Rewrite the rows below, replacing "crossbeam" with "cross girder" and leaving everything else unchanged. Omit the pictures from your answer.

Point annotations for photos:
====

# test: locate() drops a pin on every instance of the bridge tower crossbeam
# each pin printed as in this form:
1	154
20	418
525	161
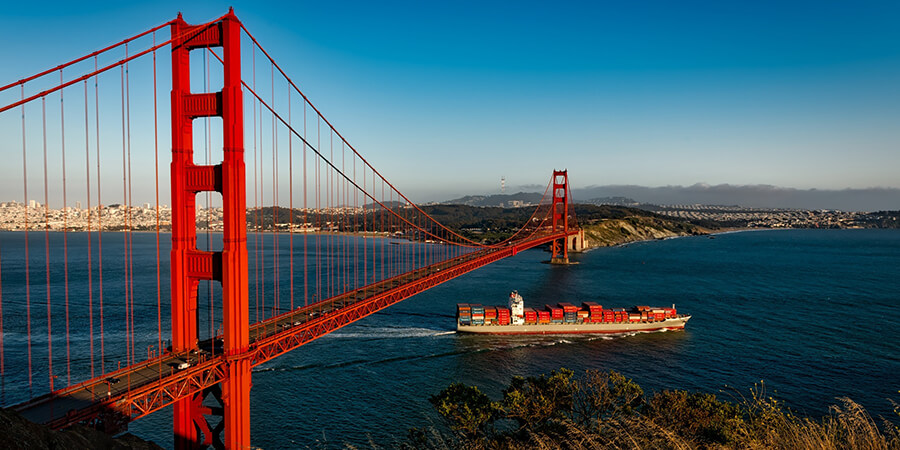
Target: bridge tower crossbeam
559	213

====

(OUTPUT)
# test: locate() drops a pin on every instance of the bridge tower cross girder
# each pin printed as in this form:
1	154
20	418
525	161
Target: bridge tower cross girder
559	213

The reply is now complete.